### STORED ROWS
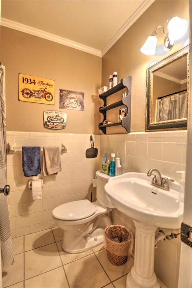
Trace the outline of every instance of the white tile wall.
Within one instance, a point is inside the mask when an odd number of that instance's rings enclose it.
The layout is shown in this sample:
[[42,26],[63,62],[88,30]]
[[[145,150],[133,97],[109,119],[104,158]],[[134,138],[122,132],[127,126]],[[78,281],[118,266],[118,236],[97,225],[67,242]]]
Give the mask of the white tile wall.
[[[123,135],[100,135],[100,162],[103,153],[106,153],[110,158],[111,153],[116,153],[116,155],[118,151],[123,173],[133,171],[147,173],[149,169],[154,168],[162,175],[179,181],[181,175],[176,171],[185,169],[186,130],[134,132]],[[125,226],[134,235],[135,227],[131,219],[116,209],[113,209],[111,214],[113,224]],[[172,232],[176,232],[170,229],[161,229],[166,235]],[[167,287],[177,287],[180,239],[160,241],[157,246],[155,250],[155,271]]]
[[[28,181],[32,177],[24,176],[21,152],[8,155],[8,181],[11,187],[8,199],[13,237],[53,227],[52,213],[54,208],[70,201],[88,199],[91,191],[95,193],[92,180],[95,171],[101,168],[104,153],[110,158],[111,153],[116,155],[118,152],[122,173],[146,173],[150,169],[155,168],[162,174],[178,182],[181,176],[176,171],[185,170],[186,130],[94,135],[93,137],[99,156],[88,159],[85,151],[89,147],[89,135],[8,132],[7,142],[15,142],[16,147],[61,147],[62,143],[67,147],[67,153],[61,155],[62,172],[46,177],[38,175],[44,182],[42,199],[40,200],[33,201],[31,191],[28,190]],[[131,219],[116,209],[111,214],[113,224],[125,226],[134,235]],[[170,234],[171,231],[167,232]],[[170,288],[177,286],[180,249],[178,239],[158,242],[155,250],[155,271]]]
[[[94,147],[99,153],[100,136],[93,135]],[[92,184],[99,167],[98,157],[87,159],[85,151],[89,147],[90,135],[8,131],[7,141],[15,142],[15,147],[22,146],[58,146],[67,147],[67,152],[61,154],[62,171],[57,175],[37,177],[24,176],[22,153],[7,155],[8,183],[11,192],[8,196],[11,228],[13,238],[54,226],[53,209],[63,203],[87,198],[90,193],[95,199],[95,188]],[[28,181],[42,179],[42,199],[33,200],[28,189]]]

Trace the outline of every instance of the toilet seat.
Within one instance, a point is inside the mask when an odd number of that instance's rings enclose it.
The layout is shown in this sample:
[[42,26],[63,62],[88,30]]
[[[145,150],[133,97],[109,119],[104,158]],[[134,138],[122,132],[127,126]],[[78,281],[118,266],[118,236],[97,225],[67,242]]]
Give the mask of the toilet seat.
[[84,219],[93,215],[97,207],[88,200],[79,200],[65,203],[53,209],[52,215],[57,219],[74,221]]

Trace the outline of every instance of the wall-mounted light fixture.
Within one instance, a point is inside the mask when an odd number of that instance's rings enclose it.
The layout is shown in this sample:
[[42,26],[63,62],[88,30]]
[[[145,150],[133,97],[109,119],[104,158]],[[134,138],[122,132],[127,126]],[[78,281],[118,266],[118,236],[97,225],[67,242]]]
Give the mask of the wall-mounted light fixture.
[[167,20],[168,33],[165,34],[163,26],[160,25],[153,31],[141,47],[141,52],[146,55],[154,55],[157,42],[157,29],[162,28],[165,36],[164,50],[169,51],[172,48],[175,41],[181,38],[186,33],[189,27],[187,20],[176,16]]

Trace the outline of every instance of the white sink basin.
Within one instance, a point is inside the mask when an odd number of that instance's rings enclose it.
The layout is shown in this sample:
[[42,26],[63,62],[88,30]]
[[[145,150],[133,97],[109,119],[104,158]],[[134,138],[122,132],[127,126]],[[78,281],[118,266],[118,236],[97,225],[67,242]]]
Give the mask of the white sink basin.
[[134,220],[157,227],[180,228],[184,205],[178,201],[179,184],[170,182],[166,191],[151,185],[152,178],[125,173],[110,178],[105,192],[116,208]]

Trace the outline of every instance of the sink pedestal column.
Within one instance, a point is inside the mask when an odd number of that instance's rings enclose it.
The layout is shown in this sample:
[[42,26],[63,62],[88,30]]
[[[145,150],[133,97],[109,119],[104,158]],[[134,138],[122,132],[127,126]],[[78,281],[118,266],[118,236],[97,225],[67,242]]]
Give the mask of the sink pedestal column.
[[136,228],[134,266],[128,275],[126,288],[160,288],[154,272],[157,228],[133,220]]

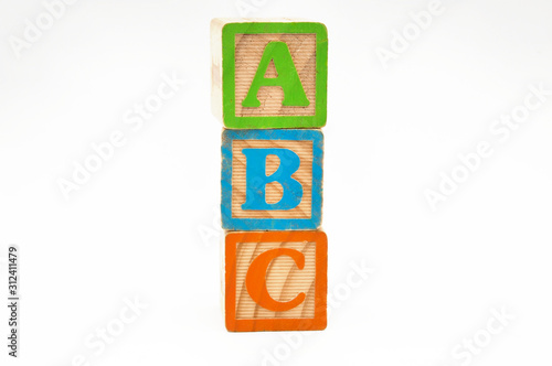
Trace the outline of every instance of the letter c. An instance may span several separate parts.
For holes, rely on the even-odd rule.
[[[305,292],[300,292],[295,299],[280,302],[274,300],[266,288],[266,270],[270,262],[279,256],[289,256],[298,269],[305,267],[305,255],[299,250],[289,248],[276,248],[267,250],[255,258],[245,277],[245,286],[250,297],[261,306],[270,311],[287,311],[298,306],[305,301]]]

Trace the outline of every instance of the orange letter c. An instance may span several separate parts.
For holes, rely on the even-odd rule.
[[[267,250],[255,258],[245,277],[245,286],[250,297],[261,306],[270,311],[287,311],[305,301],[305,292],[300,292],[294,300],[282,302],[274,300],[266,288],[266,270],[270,262],[279,256],[289,256],[298,269],[305,267],[305,255],[299,250],[276,248]]]

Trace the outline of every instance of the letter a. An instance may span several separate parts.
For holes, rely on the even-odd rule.
[[[276,77],[265,77],[270,61],[276,67]],[[269,42],[261,57],[257,72],[250,86],[247,96],[242,101],[244,107],[261,107],[257,93],[262,86],[280,86],[284,90],[283,106],[286,107],[307,107],[310,101],[307,99],[302,88],[299,74],[295,68],[291,53],[285,42]]]

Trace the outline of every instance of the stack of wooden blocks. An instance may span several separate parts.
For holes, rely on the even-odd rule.
[[[214,19],[224,310],[231,332],[326,329],[320,230],[328,79],[321,23]]]

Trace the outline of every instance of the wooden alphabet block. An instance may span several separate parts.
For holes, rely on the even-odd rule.
[[[322,206],[319,130],[224,130],[222,227],[317,229]]]
[[[322,232],[227,233],[226,329],[326,329],[327,267],[328,243]]]
[[[212,106],[235,129],[326,125],[328,34],[321,23],[211,22]]]

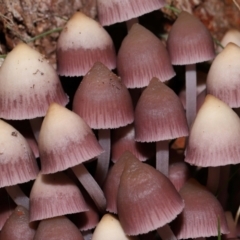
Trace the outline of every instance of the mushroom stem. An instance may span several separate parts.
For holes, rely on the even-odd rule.
[[[158,141],[156,143],[156,169],[168,176],[169,149],[168,140]]]
[[[8,195],[12,198],[12,200],[20,206],[29,209],[29,198],[23,193],[21,188],[18,185],[5,187]]]
[[[126,21],[128,32],[131,29],[132,25],[135,23],[138,23],[138,18],[132,18],[132,19],[129,19],[128,21]]]
[[[83,185],[86,189],[94,203],[96,204],[97,208],[101,212],[105,212],[106,209],[106,198],[102,189],[99,187],[95,179],[92,175],[88,172],[83,164],[79,164],[75,167],[72,167],[72,171],[78,178],[79,182]]]
[[[91,240],[92,239],[92,231],[91,230],[87,230],[87,231],[82,231],[82,236],[84,238],[84,240]]]
[[[177,240],[168,224],[157,229],[157,232],[162,240]]]
[[[37,142],[38,142],[38,136],[39,136],[40,128],[41,128],[41,125],[42,125],[42,121],[43,121],[42,117],[37,117],[37,118],[34,118],[34,119],[30,119],[30,125],[31,125],[34,137],[35,137]]]
[[[208,168],[207,188],[214,195],[217,193],[220,179],[220,167]]]
[[[105,150],[105,152],[103,152],[98,157],[95,179],[98,182],[98,184],[102,186],[107,176],[110,162],[110,149],[111,149],[110,129],[98,130],[98,141],[101,147]]]
[[[197,73],[196,64],[186,65],[186,115],[190,127],[196,117],[197,108]]]

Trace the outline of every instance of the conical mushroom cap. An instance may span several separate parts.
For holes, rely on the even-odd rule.
[[[68,103],[56,71],[43,55],[19,43],[0,68],[0,117],[42,117],[52,102]]]
[[[185,112],[178,96],[153,78],[135,109],[135,139],[156,142],[188,135]]]
[[[29,223],[29,212],[17,206],[0,233],[0,240],[32,240],[37,226]]]
[[[0,120],[0,187],[33,180],[38,171],[26,139],[10,124]]]
[[[83,240],[81,232],[65,216],[42,220],[33,240]]]
[[[93,65],[78,87],[73,111],[94,129],[118,128],[133,122],[126,86],[100,62]]]
[[[190,179],[180,190],[185,207],[172,223],[177,239],[211,237],[228,233],[224,210],[216,197],[196,180]],[[197,227],[196,227],[197,226]]]
[[[214,43],[208,29],[198,18],[182,11],[167,39],[173,65],[194,64],[215,57]]]
[[[110,69],[116,67],[113,41],[97,21],[76,12],[58,39],[58,73],[61,76],[83,76],[97,61]]]
[[[123,22],[160,9],[164,0],[98,0],[98,18],[103,26]]]
[[[76,113],[53,103],[39,134],[41,172],[63,171],[103,152],[90,127]]]
[[[126,164],[121,175],[117,210],[127,235],[155,230],[171,222],[184,203],[170,180],[150,165]]]
[[[164,82],[175,76],[163,43],[140,24],[134,24],[124,38],[117,69],[127,88],[146,87],[153,77]]]
[[[112,214],[105,214],[96,229],[94,230],[92,240],[137,240],[137,237],[127,236],[121,223],[116,216]]]
[[[207,76],[207,93],[221,99],[231,108],[240,107],[240,47],[227,46],[213,60]]]
[[[209,94],[192,125],[185,161],[201,167],[237,164],[239,139],[239,117],[227,104]]]
[[[30,193],[30,221],[87,211],[85,200],[64,173],[39,174]]]

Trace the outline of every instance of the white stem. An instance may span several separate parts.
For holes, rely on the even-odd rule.
[[[168,224],[157,229],[157,232],[162,240],[177,240]]]
[[[208,168],[208,178],[207,178],[207,188],[213,194],[217,193],[220,179],[220,167],[209,167]]]
[[[72,167],[72,171],[78,178],[79,182],[86,189],[97,208],[101,212],[106,210],[106,198],[100,186],[97,184],[93,176],[88,172],[83,164]]]
[[[169,167],[169,149],[168,140],[158,141],[156,143],[156,169],[168,176]]]
[[[29,209],[29,198],[23,193],[22,189],[18,185],[8,186],[5,187],[5,189],[17,205]]]
[[[135,23],[138,23],[138,18],[132,18],[126,22],[128,32],[130,31],[132,25]]]
[[[38,118],[30,119],[29,121],[30,121],[30,125],[32,128],[34,137],[35,137],[36,141],[38,142],[38,136],[39,136],[40,128],[42,126],[43,118],[38,117]]]
[[[197,112],[197,73],[196,64],[186,65],[186,115],[191,127]]]
[[[107,176],[110,163],[110,151],[111,151],[110,129],[98,130],[98,141],[105,151],[100,156],[98,156],[95,179],[98,182],[98,184],[102,186]]]

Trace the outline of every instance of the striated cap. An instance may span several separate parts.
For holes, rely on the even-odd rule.
[[[97,62],[83,78],[73,111],[94,129],[118,128],[133,122],[131,96],[120,78]]]
[[[185,207],[171,224],[177,239],[218,236],[218,221],[220,233],[228,233],[221,204],[204,186],[190,179],[180,190],[180,195]]]
[[[113,41],[97,21],[76,12],[57,42],[57,71],[61,76],[83,76],[97,61],[116,67]]]
[[[125,164],[121,175],[117,210],[127,235],[155,230],[171,222],[184,203],[170,180],[140,161]]]
[[[29,223],[29,212],[17,206],[0,233],[0,240],[33,240],[36,224]]]
[[[53,103],[39,134],[41,172],[63,171],[103,152],[91,128],[76,113]]]
[[[208,94],[192,125],[185,161],[201,167],[240,162],[240,120],[224,102]]]
[[[33,180],[38,171],[26,139],[10,124],[0,120],[0,187]]]
[[[172,89],[153,78],[135,109],[135,139],[157,142],[188,136],[185,112]]]
[[[103,26],[111,25],[158,10],[164,5],[164,0],[98,0],[98,18]]]
[[[182,11],[167,39],[173,65],[204,62],[215,57],[214,43],[208,29],[198,18]]]
[[[213,60],[207,75],[207,93],[231,108],[240,107],[240,47],[227,46]]]
[[[164,82],[175,76],[163,43],[140,24],[134,24],[124,38],[117,69],[127,88],[146,87],[153,77]]]
[[[0,117],[42,117],[52,102],[68,103],[56,71],[43,55],[19,43],[0,68]]]

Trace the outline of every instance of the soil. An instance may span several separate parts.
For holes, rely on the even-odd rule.
[[[33,38],[46,31],[63,27],[66,20],[76,11],[83,11],[97,19],[96,1],[0,0],[0,54],[6,54],[19,41],[24,41],[43,53],[55,65],[59,29],[35,41],[32,41]],[[187,10],[198,16],[218,40],[227,29],[240,26],[240,10],[237,8],[240,0],[235,0],[235,4],[232,0],[167,0],[166,2],[177,9]],[[161,29],[167,33],[177,15],[166,8],[161,11],[157,11],[159,15],[157,18],[164,18]],[[116,31],[113,31],[113,34],[114,32]]]

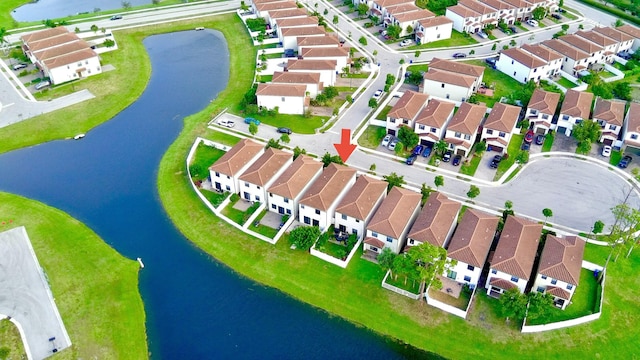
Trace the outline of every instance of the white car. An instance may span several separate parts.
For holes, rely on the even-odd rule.
[[[232,120],[227,120],[227,119],[218,119],[216,121],[216,124],[218,124],[220,126],[226,126],[226,127],[234,127],[234,126],[236,126],[235,122],[233,122]]]

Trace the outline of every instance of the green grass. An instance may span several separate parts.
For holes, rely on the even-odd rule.
[[[0,193],[0,217],[13,220],[0,231],[26,227],[46,273],[73,343],[57,359],[148,358],[137,261],[118,254],[68,214],[37,201]],[[15,336],[3,336],[2,346],[19,346]]]
[[[385,134],[386,129],[384,127],[368,125],[362,136],[358,138],[358,144],[369,149],[376,149],[380,146]]]

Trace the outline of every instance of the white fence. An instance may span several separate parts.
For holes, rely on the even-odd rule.
[[[391,275],[391,271],[387,271],[387,274],[384,276],[384,279],[382,279],[382,287],[383,288],[385,288],[387,290],[391,290],[394,293],[398,293],[400,295],[404,295],[404,296],[406,296],[406,297],[408,297],[410,299],[413,299],[413,300],[420,299],[420,294],[414,294],[414,293],[412,293],[410,291],[403,290],[403,289],[400,289],[399,287],[395,287],[393,285],[387,284],[387,277],[389,277],[389,275]]]
[[[549,331],[549,330],[562,329],[562,328],[567,328],[567,327],[576,326],[580,324],[585,324],[585,323],[600,319],[600,315],[602,314],[602,304],[604,303],[604,282],[605,282],[605,279],[607,278],[607,272],[602,268],[602,266],[596,265],[594,263],[590,263],[586,260],[582,260],[582,267],[590,271],[598,270],[603,272],[602,290],[600,293],[600,307],[598,308],[598,312],[591,315],[582,316],[577,319],[558,321],[551,324],[544,324],[544,325],[524,325],[523,324],[522,325],[523,333],[534,333],[534,332],[543,332],[543,331]],[[527,319],[524,320],[525,324],[526,322],[527,322]]]

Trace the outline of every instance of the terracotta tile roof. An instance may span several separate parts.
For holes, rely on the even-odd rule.
[[[630,103],[627,111],[627,129],[640,133],[640,103]]]
[[[458,112],[453,115],[449,122],[447,130],[469,135],[475,134],[486,112],[487,107],[484,105],[462,103],[458,108]]]
[[[295,199],[321,169],[321,162],[310,156],[300,155],[267,190],[288,199]]]
[[[238,171],[264,149],[264,145],[249,139],[242,139],[209,167],[211,171],[235,176]]]
[[[584,38],[581,38],[580,36],[577,35],[562,35],[558,38],[558,40],[560,41],[564,41],[565,43],[578,48],[584,52],[586,52],[587,54],[593,54],[596,53],[598,51],[602,51],[604,50],[602,48],[602,46],[599,46],[597,44],[594,44],[590,41],[585,40]]]
[[[399,239],[421,200],[422,195],[414,191],[393,187],[371,218],[367,230]]]
[[[528,107],[529,109],[535,109],[543,114],[553,116],[558,108],[558,101],[560,101],[559,93],[544,91],[538,88],[533,91]]]
[[[254,185],[264,186],[292,157],[293,155],[286,151],[268,148],[239,179]]]
[[[622,31],[623,33],[631,36],[634,39],[640,40],[640,29],[631,25],[622,25],[616,28],[618,31]]]
[[[545,40],[542,42],[542,45],[576,61],[586,59],[590,56],[586,52],[578,50],[572,45],[558,39]]]
[[[562,59],[564,57],[558,54],[557,52],[555,52],[554,50],[551,50],[547,47],[540,46],[540,45],[523,44],[521,48],[522,50],[529,52],[532,55],[535,55],[546,62]]]
[[[526,51],[520,50],[519,48],[510,48],[507,50],[503,50],[500,53],[500,56],[502,55],[508,56],[509,58],[519,62],[529,69],[535,69],[547,65],[545,61],[540,60],[537,56],[533,56]]]
[[[409,238],[434,246],[444,246],[449,229],[456,222],[462,205],[440,192],[431,193],[420,215],[411,226]]]
[[[559,238],[547,235],[538,273],[552,279],[578,285],[585,242],[577,236]]]
[[[349,57],[348,47],[308,47],[302,50],[303,58],[316,57]]]
[[[431,99],[416,117],[416,123],[442,128],[455,108],[456,105],[454,103]]]
[[[306,85],[291,85],[291,84],[258,84],[258,90],[256,90],[256,96],[293,96],[304,97],[306,96]]]
[[[480,210],[467,209],[451,237],[447,257],[483,267],[500,218]]]
[[[593,94],[569,89],[564,96],[560,114],[570,115],[581,119],[589,119]]]
[[[469,65],[461,62],[433,58],[429,63],[429,69],[445,70],[458,74],[480,77],[484,74],[484,66]]]
[[[626,101],[604,100],[598,97],[596,106],[593,108],[593,119],[604,120],[607,124],[622,126],[626,105]]]
[[[491,113],[489,113],[484,127],[510,133],[516,126],[516,122],[520,116],[520,110],[522,110],[522,108],[519,106],[496,103],[491,109]]]
[[[374,206],[380,196],[386,194],[386,192],[386,181],[361,175],[342,198],[342,201],[336,207],[336,212],[364,221],[374,210]]]
[[[356,171],[344,165],[329,164],[311,187],[304,193],[300,204],[327,211],[336,201]]]
[[[493,254],[491,268],[528,280],[541,233],[542,224],[509,215]]]
[[[427,103],[428,99],[429,95],[427,94],[407,90],[393,108],[391,108],[387,116],[392,119],[413,120]]]
[[[287,62],[287,70],[335,70],[336,60],[298,60],[290,59]]]
[[[50,28],[50,29],[46,29],[46,30],[41,30],[41,31],[36,31],[36,32],[32,32],[30,34],[27,35],[23,35],[22,36],[22,41],[25,43],[29,43],[32,41],[39,41],[39,40],[43,40],[46,38],[50,38],[50,37],[54,37],[54,36],[58,36],[58,35],[62,35],[62,34],[67,34],[69,33],[69,30],[67,30],[66,27],[64,26],[56,26],[54,28]]]
[[[424,74],[425,80],[441,82],[445,84],[451,84],[456,86],[461,86],[465,88],[469,88],[476,81],[476,78],[473,76],[468,76],[464,74],[452,73],[449,71],[441,71],[437,69],[430,68]]]

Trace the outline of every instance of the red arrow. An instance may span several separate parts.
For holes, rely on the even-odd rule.
[[[351,129],[342,129],[342,140],[340,144],[333,144],[333,146],[335,146],[338,151],[342,162],[346,163],[349,156],[353,153],[353,150],[356,149],[356,145],[351,143]]]

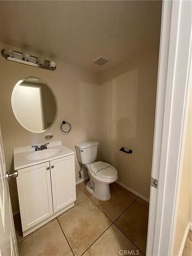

### OBJECTIVE
Copy the items again, starting at the line that contains "Trace the outline of every instance of the wooden" and stopping after the line that contains "[[[212,106],[235,129],[326,125],[328,34],[321,23],[211,22]]]". Keep the requests unchanged, and add -36 to every coordinate in the answers.

### SOLUTION TO THE PROBLEM
Trace the outline of every instance of the wooden alphabet block. An instance may span several separate parts.
For holes, rely on the even-odd rule.
[[[286,170],[283,94],[188,94],[186,191],[281,193]]]
[[[286,196],[191,197],[190,293],[290,293],[291,231],[292,207]]]
[[[176,70],[199,93],[290,89],[292,-2],[285,-13],[175,-14]]]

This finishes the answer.